* [Work to complete]
Copy out every record below with complete accuracy.

* [Data rows]
******************************
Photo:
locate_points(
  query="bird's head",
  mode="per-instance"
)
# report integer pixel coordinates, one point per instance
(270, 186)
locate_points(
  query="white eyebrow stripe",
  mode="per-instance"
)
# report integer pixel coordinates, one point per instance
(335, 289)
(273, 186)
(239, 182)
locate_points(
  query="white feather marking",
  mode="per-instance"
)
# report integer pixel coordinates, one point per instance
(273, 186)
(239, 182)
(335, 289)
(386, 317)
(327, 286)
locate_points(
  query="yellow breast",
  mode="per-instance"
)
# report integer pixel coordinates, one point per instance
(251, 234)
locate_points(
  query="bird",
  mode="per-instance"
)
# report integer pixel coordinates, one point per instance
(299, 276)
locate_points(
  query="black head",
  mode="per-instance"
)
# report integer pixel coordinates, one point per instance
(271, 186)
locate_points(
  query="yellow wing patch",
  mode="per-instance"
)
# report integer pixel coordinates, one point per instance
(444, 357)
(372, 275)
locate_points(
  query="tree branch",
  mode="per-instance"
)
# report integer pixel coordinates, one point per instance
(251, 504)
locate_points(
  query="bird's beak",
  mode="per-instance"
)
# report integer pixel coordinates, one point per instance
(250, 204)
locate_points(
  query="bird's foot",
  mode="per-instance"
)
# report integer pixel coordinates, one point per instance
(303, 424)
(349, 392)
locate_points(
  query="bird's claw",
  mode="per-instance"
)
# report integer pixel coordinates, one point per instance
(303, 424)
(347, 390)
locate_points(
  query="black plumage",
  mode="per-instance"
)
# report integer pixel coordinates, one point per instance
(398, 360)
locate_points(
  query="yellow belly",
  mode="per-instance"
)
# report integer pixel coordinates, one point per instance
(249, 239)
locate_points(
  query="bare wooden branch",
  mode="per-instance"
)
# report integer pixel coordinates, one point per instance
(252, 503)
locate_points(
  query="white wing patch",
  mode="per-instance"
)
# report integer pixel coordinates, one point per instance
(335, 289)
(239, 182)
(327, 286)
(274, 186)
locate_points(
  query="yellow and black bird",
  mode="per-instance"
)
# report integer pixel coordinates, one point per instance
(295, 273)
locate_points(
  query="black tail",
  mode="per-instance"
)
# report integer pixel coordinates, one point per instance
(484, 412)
******************************
* [The result]
Photo:
locate_points(
  query="bird's head",
  mode="per-instance"
)
# report integer pixel coordinates, one point per instance
(270, 186)
locate_points(
  query="white eyebrow stripe",
  mode="per-instance"
)
# report integer pixel coordinates, one point per instance
(335, 289)
(273, 186)
(239, 182)
locate_points(
  query="white feather marking",
  mode="per-instance"
)
# report integer pixel coordinates, one point per instance
(273, 186)
(239, 182)
(335, 289)
(386, 317)
(327, 286)
locate_points(
  query="yellow breast",
  mode="per-instance"
)
# report integer pixel coordinates, one point per instance
(251, 234)
locate_points(
  query="bird",
  mode="per-instance"
)
# report integer pixel coordinates, one point per instance
(299, 276)
locate_points(
  query="black head",
  mode="per-instance"
)
# report integer pixel coordinates, one point per instance
(271, 186)
locate_points(
  query="yellow wing patch",
  mode="per-instance"
)
# report integer pixel coordinates, one point per instance
(444, 357)
(372, 275)
locate_points(
  query="tree branch",
  mode="per-instance"
)
# report integer pixel coordinates, one point per instance
(251, 504)
locate_points(
  query="bird's beak",
  mode="per-instance"
)
# report integer pixel coordinates, one point per instance
(250, 204)
locate_points(
  query="bird's foot",
  mode="per-instance"
)
# report integer pixel coordinates, one point per instance
(303, 424)
(349, 392)
locate_points(
  query="bird's claw",
  mode="per-instance"
)
# report integer pixel coordinates, one point per instance
(303, 424)
(347, 390)
locate_points(
  query="black plumage",
  mode="per-instance"
)
# report integer pixel coordinates, one point per instance
(398, 360)
locate_points(
  query="yellow belly",
  mode="per-instance"
)
# report integer pixel coordinates, one point per instance
(249, 239)
locate_points(
  query="bare wooden branch",
  mode="per-instance"
)
# report integer pixel coordinates, one point per instance
(252, 503)
locate_points(
  query="white wing patch",
  mode="per-instance"
)
# report integer pixel coordinates, one point per instance
(335, 289)
(239, 182)
(327, 286)
(274, 186)
locate_points(
  query="yellow and black bird",
  mode="per-instance"
)
# report integer pixel coordinates, one point per instance
(295, 273)
locate_points(
  query="black tail",
  mode="per-instance"
)
# report integer pixel coordinates, one point per instance
(484, 412)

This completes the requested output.